Copy word for word the stretch of data below from the line containing "target | mountain range" through the line containing "column 299, row 442", including both of those lines.

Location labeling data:
========

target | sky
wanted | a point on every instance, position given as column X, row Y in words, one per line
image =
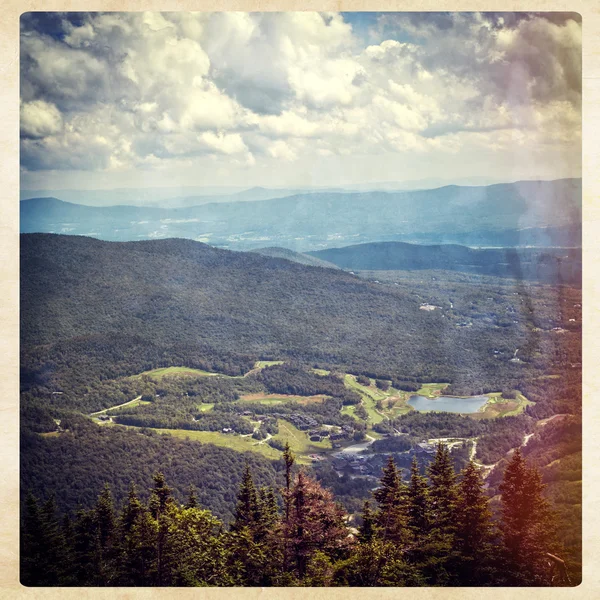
column 112, row 100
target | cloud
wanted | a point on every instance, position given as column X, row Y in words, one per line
column 40, row 119
column 114, row 91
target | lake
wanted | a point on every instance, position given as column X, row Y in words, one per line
column 447, row 403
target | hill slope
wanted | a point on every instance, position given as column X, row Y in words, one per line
column 524, row 213
column 550, row 265
column 93, row 309
column 303, row 259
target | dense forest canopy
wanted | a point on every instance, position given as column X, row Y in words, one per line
column 128, row 347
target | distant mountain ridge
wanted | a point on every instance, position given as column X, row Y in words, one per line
column 303, row 259
column 548, row 265
column 516, row 214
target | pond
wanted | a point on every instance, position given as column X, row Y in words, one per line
column 448, row 403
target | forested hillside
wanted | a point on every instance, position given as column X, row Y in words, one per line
column 549, row 265
column 541, row 213
column 127, row 349
column 432, row 531
column 94, row 310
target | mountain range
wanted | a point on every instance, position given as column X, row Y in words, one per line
column 527, row 213
column 547, row 265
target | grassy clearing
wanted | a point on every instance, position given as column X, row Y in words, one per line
column 176, row 371
column 370, row 395
column 498, row 406
column 321, row 372
column 263, row 398
column 349, row 410
column 235, row 442
column 261, row 364
column 299, row 442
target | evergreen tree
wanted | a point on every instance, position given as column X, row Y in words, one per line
column 418, row 502
column 192, row 501
column 193, row 553
column 438, row 550
column 473, row 534
column 160, row 503
column 45, row 557
column 247, row 510
column 138, row 542
column 105, row 525
column 367, row 529
column 528, row 526
column 392, row 516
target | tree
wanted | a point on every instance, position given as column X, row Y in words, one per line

========

Exercise response:
target | mountain range
wanted | a point on every instance, position given as column X, row Y in words, one per line
column 527, row 213
column 547, row 265
target | grassy clearing
wanted | a point on every instance, position given as column X, row Y in words, one per line
column 176, row 371
column 370, row 395
column 498, row 406
column 321, row 372
column 263, row 398
column 349, row 410
column 235, row 442
column 261, row 364
column 299, row 442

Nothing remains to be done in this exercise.